Position annotation records:
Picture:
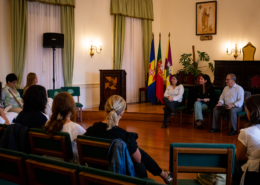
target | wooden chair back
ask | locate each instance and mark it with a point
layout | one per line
(58, 145)
(44, 171)
(12, 166)
(93, 151)
(202, 158)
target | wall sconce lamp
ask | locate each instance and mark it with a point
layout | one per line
(93, 48)
(235, 51)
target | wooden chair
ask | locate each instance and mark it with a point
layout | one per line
(93, 151)
(44, 171)
(249, 52)
(183, 106)
(239, 114)
(59, 145)
(201, 158)
(12, 167)
(75, 91)
(90, 175)
(208, 111)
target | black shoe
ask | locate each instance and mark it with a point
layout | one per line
(164, 126)
(214, 130)
(232, 133)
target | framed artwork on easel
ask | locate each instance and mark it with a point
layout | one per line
(206, 18)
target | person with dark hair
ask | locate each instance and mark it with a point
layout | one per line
(172, 98)
(62, 108)
(247, 163)
(205, 98)
(114, 109)
(231, 100)
(33, 115)
(10, 96)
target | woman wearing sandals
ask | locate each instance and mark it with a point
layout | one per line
(205, 99)
(114, 108)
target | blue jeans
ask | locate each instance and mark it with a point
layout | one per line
(198, 108)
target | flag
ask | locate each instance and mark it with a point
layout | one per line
(151, 94)
(168, 65)
(159, 75)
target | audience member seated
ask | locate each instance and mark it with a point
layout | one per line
(247, 164)
(172, 98)
(10, 96)
(33, 115)
(231, 99)
(205, 95)
(109, 129)
(32, 79)
(62, 109)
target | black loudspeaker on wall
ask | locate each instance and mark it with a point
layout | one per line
(53, 40)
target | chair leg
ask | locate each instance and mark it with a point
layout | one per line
(80, 114)
(238, 123)
(221, 124)
(139, 96)
(209, 120)
(181, 117)
(193, 119)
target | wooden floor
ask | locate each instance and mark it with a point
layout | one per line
(156, 141)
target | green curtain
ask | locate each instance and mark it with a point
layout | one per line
(68, 29)
(119, 40)
(57, 2)
(147, 39)
(18, 11)
(141, 9)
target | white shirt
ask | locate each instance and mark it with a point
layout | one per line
(176, 93)
(10, 116)
(74, 130)
(232, 96)
(250, 138)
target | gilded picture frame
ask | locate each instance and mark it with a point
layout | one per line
(206, 18)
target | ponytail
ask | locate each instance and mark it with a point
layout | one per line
(114, 107)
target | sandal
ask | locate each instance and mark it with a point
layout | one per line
(169, 178)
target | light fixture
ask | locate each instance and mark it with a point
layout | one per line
(235, 51)
(93, 48)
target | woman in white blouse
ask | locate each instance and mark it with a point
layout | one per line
(172, 98)
(248, 146)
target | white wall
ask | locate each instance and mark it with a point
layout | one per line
(237, 23)
(5, 65)
(93, 22)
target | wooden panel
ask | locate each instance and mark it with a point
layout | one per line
(31, 165)
(112, 82)
(87, 178)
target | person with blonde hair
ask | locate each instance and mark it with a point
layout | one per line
(62, 108)
(32, 79)
(109, 129)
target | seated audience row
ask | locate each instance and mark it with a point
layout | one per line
(231, 100)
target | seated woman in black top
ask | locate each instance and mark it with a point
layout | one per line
(35, 101)
(205, 98)
(114, 108)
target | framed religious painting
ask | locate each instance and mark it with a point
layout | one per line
(206, 18)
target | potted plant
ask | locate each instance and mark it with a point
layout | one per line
(190, 66)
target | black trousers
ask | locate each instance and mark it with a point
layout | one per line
(169, 107)
(147, 163)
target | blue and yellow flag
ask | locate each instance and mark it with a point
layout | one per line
(151, 93)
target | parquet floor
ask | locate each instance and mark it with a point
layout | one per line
(155, 141)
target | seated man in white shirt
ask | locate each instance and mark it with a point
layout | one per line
(231, 99)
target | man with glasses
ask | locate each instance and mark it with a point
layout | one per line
(231, 99)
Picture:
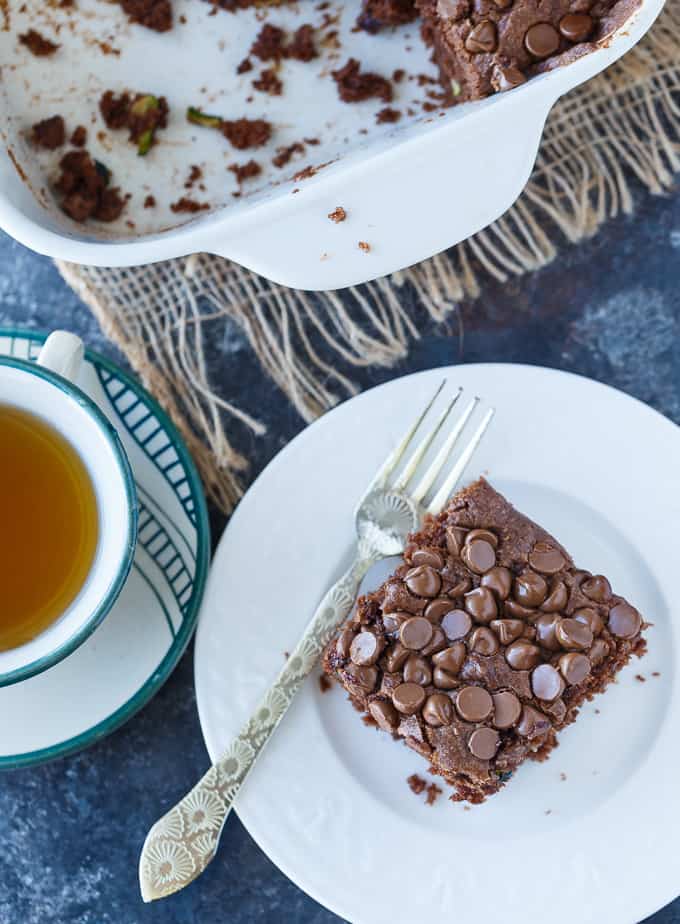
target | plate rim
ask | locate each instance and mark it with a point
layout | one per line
(300, 879)
(162, 673)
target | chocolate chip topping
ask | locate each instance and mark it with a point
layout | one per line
(438, 710)
(499, 580)
(384, 714)
(479, 555)
(483, 641)
(530, 589)
(546, 558)
(417, 670)
(474, 703)
(624, 621)
(456, 624)
(522, 656)
(415, 633)
(597, 588)
(541, 41)
(482, 38)
(546, 682)
(576, 27)
(481, 604)
(575, 667)
(573, 634)
(506, 709)
(408, 698)
(484, 742)
(423, 581)
(365, 648)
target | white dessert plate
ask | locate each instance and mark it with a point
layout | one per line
(132, 653)
(591, 834)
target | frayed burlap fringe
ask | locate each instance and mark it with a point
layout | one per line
(622, 125)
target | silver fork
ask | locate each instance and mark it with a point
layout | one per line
(181, 844)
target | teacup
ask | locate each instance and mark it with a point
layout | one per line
(45, 390)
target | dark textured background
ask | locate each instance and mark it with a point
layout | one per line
(71, 831)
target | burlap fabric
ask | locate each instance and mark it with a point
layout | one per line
(620, 128)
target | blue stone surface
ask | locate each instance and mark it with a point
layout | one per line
(71, 831)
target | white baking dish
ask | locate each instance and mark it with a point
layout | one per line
(409, 191)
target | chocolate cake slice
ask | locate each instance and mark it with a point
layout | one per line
(483, 46)
(483, 644)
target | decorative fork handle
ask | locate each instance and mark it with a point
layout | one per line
(181, 844)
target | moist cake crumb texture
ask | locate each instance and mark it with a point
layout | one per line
(483, 644)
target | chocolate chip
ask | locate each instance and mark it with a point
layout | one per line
(575, 667)
(576, 27)
(443, 679)
(436, 643)
(417, 670)
(396, 657)
(484, 534)
(415, 633)
(423, 581)
(483, 743)
(474, 703)
(573, 634)
(522, 656)
(499, 580)
(545, 557)
(557, 599)
(541, 41)
(363, 676)
(451, 659)
(506, 709)
(437, 608)
(597, 588)
(515, 610)
(408, 698)
(591, 618)
(479, 555)
(430, 557)
(533, 723)
(507, 630)
(344, 641)
(483, 641)
(482, 38)
(509, 77)
(599, 651)
(456, 624)
(545, 627)
(530, 589)
(365, 648)
(384, 714)
(481, 605)
(392, 622)
(546, 682)
(438, 710)
(624, 621)
(455, 539)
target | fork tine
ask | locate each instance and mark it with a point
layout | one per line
(417, 457)
(395, 455)
(446, 489)
(440, 459)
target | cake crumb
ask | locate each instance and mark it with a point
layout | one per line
(37, 44)
(337, 215)
(416, 784)
(433, 792)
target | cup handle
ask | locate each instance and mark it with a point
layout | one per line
(63, 353)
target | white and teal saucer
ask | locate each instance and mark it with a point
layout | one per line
(130, 655)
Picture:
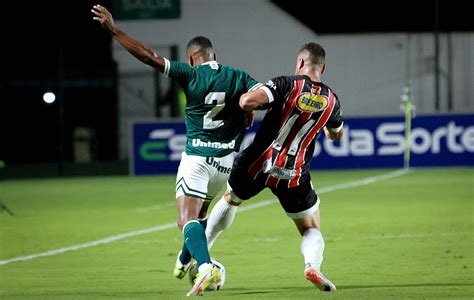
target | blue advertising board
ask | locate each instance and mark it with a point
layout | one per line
(378, 142)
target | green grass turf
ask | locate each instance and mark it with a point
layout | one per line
(402, 238)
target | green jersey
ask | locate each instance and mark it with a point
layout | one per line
(215, 123)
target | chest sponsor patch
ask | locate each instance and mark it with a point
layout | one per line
(312, 103)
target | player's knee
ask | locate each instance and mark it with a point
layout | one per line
(231, 197)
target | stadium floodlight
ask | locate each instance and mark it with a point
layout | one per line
(49, 97)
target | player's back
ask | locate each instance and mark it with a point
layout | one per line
(300, 108)
(214, 120)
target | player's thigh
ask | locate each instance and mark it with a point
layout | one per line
(242, 184)
(298, 202)
(220, 171)
(193, 177)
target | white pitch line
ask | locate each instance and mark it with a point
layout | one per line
(262, 203)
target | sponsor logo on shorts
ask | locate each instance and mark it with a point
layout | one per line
(217, 145)
(214, 163)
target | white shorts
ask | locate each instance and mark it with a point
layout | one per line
(202, 177)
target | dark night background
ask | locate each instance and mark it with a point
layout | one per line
(38, 36)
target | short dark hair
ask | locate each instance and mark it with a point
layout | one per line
(317, 55)
(201, 42)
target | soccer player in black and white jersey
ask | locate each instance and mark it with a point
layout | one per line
(298, 108)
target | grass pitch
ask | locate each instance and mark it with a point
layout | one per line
(410, 236)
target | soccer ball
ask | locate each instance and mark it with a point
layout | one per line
(193, 270)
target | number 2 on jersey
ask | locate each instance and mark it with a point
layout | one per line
(217, 99)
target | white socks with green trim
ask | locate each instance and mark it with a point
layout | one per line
(312, 248)
(221, 217)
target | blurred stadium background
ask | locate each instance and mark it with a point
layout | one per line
(373, 51)
(114, 117)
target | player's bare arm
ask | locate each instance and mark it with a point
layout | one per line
(333, 134)
(253, 100)
(138, 49)
(249, 119)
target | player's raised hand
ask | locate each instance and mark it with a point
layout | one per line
(104, 17)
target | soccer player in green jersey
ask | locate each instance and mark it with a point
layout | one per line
(215, 125)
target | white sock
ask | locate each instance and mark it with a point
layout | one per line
(203, 268)
(312, 248)
(221, 217)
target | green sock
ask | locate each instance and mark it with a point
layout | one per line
(185, 256)
(195, 240)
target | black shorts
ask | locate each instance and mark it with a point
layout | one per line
(293, 200)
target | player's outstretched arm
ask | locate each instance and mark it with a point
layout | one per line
(138, 49)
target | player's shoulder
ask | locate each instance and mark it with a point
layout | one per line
(233, 69)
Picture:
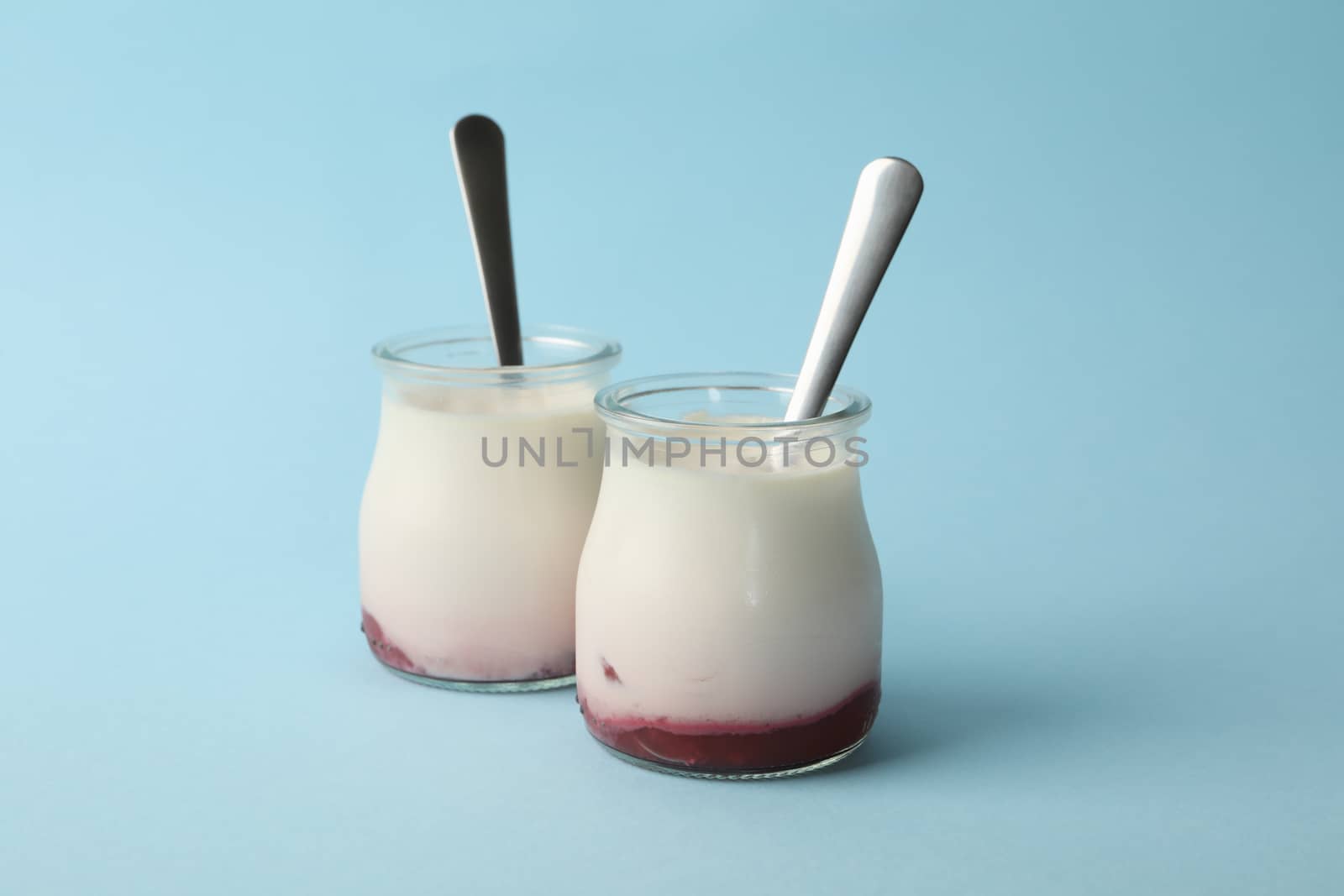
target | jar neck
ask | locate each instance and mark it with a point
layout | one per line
(736, 449)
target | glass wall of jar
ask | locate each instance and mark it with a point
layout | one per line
(729, 595)
(476, 506)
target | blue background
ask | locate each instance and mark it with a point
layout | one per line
(1106, 449)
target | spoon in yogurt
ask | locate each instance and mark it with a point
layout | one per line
(884, 203)
(479, 155)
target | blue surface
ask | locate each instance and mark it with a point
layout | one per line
(1106, 477)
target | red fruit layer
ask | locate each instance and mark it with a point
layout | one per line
(393, 656)
(387, 652)
(736, 747)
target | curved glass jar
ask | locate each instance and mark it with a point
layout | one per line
(477, 500)
(729, 597)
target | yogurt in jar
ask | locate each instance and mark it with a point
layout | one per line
(729, 597)
(476, 506)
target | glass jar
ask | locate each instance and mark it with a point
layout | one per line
(729, 595)
(477, 500)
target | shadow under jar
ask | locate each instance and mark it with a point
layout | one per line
(729, 597)
(477, 500)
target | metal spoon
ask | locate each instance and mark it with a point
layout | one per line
(479, 154)
(884, 203)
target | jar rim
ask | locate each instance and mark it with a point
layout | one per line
(593, 354)
(613, 402)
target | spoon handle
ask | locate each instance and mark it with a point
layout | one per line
(884, 203)
(479, 152)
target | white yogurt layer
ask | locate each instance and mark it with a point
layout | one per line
(727, 595)
(470, 570)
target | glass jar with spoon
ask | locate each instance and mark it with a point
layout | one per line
(729, 597)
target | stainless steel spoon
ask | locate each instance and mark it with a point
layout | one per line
(479, 154)
(884, 203)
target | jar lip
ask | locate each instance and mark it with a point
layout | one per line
(613, 401)
(595, 354)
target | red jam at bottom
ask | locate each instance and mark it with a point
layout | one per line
(387, 652)
(730, 747)
(393, 656)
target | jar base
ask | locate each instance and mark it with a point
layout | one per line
(481, 687)
(763, 774)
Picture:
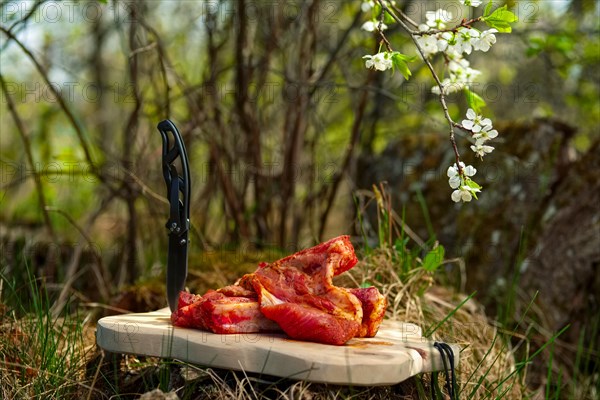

**Objective**
Show every line above that contains the string "chip". Treat uppercase and lowercase letters as different.

**Finished exercise**
target | chocolate chip topping
target | chocolate chip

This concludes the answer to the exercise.